__What you will do__
A: Echo the passage of the Anakinra article between "Let us attempt" and "guidance in 2025.", inclusive.
B: Using the Anakinra article, decide whether each statement agrees with the text, answering yes or no and quoting the words that decide it: (i) The SAVEMORE trial used suPAR as a biomarker to find patients who responded to Anakinra. (ii) The suPAR assay could be bought commercially in the United States. (iii) The FDA released its risk-based model assessment framework in draft guidance in 2024.
C: Go on with the Anakinra article, starting after its final line, "1. Define the Question of Interest (QoI)".

First case of FDA using AL/ML to Identifiy the Patients for a Life-Saving Drug with a Missing Diagnostic

In the high-pressure environment of the COVID-19 pandemic, the interleukin-1 inhibitor Anakinra (Kineret) represented a paradox. While it held the potential to save lives, it was a drug that had struggled to prove its worth; earlier trials had failed to show consistent efficacy because they lacked a way to target the right patients.

The breakthrough finally came with the SAVEMORE trial. By using a specific biomarker—soluble urokinase plasminogen activator receptor (suPAR)—researchers were able to identify a high-risk subpopulation that responded dramatically to the treatment. The data was staggering: patients treated with Anakinra saw a 63% reduction in the odds of worse clinical outcomes (based on an odds ratio of 0.37). To achieve these results, clinicians needed to identify patients with a baseline suPAR level of >= 6 ng/mL, however, the suPAR assay was commercially unavailable in the United States. 

Traditionally, a drug’s Emergency Use Authorization (EUA) depends on the availability of a physical diagnostic test. In this case, the FDA faced a diagnostic gap. To bridge access to this life-saving drug for patients who can benefit from it (ie. patients who best reflect the population in the clinical trial), FDA turned to an alternative way using "digital diagnostics". 

A Credibility Assessment using FDA Risk-Based Framework

Let us attempt a credibility assessment of this algorithm-based patient selection scoring rule following the risk-based model assessment framework FDA released in the draft guidance in 2025. 

1. Define the Question of Interest (QoI)

__Extracted material__
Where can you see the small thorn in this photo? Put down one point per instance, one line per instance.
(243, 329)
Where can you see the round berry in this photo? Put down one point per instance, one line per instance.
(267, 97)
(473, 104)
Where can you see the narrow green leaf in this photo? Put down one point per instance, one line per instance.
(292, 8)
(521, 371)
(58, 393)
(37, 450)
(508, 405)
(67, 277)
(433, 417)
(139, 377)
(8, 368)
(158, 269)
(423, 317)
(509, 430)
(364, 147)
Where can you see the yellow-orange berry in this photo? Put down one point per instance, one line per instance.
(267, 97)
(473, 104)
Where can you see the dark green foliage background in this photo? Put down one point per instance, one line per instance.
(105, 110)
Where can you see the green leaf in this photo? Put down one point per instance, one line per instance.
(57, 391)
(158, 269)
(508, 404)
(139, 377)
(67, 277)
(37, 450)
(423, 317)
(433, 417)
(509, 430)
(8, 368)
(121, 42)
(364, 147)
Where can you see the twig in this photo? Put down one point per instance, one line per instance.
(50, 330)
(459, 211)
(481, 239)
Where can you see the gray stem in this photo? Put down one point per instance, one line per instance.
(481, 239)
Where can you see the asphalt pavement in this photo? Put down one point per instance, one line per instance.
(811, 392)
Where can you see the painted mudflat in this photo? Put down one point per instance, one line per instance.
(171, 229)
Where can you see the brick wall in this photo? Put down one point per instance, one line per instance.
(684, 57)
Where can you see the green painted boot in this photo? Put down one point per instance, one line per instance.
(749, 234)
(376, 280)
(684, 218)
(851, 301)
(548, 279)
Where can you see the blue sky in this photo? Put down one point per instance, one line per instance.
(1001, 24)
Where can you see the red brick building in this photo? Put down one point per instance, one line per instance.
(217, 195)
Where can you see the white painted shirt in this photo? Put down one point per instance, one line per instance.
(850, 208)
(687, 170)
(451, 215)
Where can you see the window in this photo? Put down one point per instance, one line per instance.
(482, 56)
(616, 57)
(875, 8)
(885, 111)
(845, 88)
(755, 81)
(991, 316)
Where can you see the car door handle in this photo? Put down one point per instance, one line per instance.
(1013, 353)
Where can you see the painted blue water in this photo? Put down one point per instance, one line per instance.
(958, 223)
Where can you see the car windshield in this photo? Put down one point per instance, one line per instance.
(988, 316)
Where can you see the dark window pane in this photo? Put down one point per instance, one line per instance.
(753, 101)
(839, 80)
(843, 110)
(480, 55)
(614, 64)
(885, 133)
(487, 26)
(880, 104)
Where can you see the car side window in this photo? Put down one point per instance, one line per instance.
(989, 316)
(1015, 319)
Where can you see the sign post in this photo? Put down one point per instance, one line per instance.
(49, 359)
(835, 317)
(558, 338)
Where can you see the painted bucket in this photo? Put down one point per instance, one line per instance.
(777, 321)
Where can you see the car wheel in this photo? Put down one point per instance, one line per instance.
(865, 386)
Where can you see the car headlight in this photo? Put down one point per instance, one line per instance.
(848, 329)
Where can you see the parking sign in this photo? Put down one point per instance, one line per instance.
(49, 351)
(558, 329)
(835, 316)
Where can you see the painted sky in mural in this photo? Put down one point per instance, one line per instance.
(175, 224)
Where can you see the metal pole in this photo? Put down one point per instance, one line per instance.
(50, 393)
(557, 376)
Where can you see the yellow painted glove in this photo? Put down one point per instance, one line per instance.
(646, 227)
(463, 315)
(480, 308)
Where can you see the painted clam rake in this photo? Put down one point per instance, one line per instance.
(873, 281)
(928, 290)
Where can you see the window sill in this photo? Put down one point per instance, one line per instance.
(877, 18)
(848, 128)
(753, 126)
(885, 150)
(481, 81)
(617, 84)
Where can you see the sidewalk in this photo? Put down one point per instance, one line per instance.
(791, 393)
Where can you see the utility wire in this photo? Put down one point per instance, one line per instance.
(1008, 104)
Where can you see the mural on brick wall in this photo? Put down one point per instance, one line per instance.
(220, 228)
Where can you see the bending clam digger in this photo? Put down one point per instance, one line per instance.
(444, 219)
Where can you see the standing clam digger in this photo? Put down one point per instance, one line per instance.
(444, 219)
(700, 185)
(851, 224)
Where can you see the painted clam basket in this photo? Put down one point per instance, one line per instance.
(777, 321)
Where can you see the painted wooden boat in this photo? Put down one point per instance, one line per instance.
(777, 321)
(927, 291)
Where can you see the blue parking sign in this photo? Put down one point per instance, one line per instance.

__Answers to the exercise__
A:
Let us attempt a credibility assessment of this algorithm-based patient selection scoring rule following the risk-based model assessment framework FDA released in the draft guidance in 2025.

B:
(i) Yes: "By using a specific biomarker—soluble urokinase plasminogen activator receptor (suPAR)—researchers were able to identify a high-risk subpopulation that responded dramatically to the treatment."
(ii) No: "the suPAR assay was commercially unavailable in the United States."
(iii) No: "the risk-based model assessment framework FDA released in the draft guidance in 2025."

C:
The clinical challenge centered on the successful implementation of the enrichment strategy used in the SAVEMORE trial. While other studies of IL-1 antagonists (e.g., tocilizumab, sarilumab) yielded inconsistent results in unselected COVID-19 populations, SAVEMORE demonstrated that anakinra significantly reduced the risk of clinical progression. This benefit, however, was strictly observed in patients with baseline suPAR levels ≥ 6 ng/mL.

Given the unavailability of a cleared suPAR assay in the U.S., the Question of Interest was defined as: 

"Which clinical characteristics and laboratory tests can reliably identify patients with baseline suPAR levels ≥ 6 ng/mL?" 

The objective was to develop a robust predictive tool using common clinical variables to identify the population most likely to benefit, thereby resolving the diagnostic bottleneck that would otherwise prevent timely access to life-saving therapy.

2. Define the Context of Use (COU)

The Context of Use (COU) defines the specific role and scope of the AI/ML model within this regulatory framework:

• Model Role: The model serves as a clinical stratification tool to identify hospitalized adults with COVID-19 pneumonia who are at high risk of progressing to severe respiratory failure (SRF).

• Model Scope: The scoring rule is the alternative patient identification method described in Section 1.1 of the EUA Fact Sheet for Healthcare Providers. It identifies the population authorized for treatment with anakinra (100 mg daily for 10 days).

Human-AI Team Consideration: Consistent with the FDA’s 2025 Draft Guidance on AI, the model does not act as a standalone gatekeeper. While the scoring rule identifies the eligible population, the final clinical decision to initiate therapy remains with the healthcare provider, who must evaluate the patient within the broader clinical context of the EUA.

3. Determining Model Risk

Applying the Agency's Risk-Based Credibility Assessment Framework, the model risk is classified as High based on two independent factors:

• Decision Consequence: High. The decision concerns the treatment of a life-threatening disease. An incorrect decision (e.g., a false negative) could deny a patient a potentially life-saving intervention, leading to progression to SRF or death.

• Model Influence: High. Because no cleared suPAR assay exists in the U.S., the AI-driven scoring rule is the primary determinant for treatment eligibility within the authorized population. 

Overall Risk Finding: with both high decision consequence and high model influence, the overall risk is High. This classification necessitates the most stringent level of credibility evidence, including independent external validation and high performance standards for specificity and positive predictive value.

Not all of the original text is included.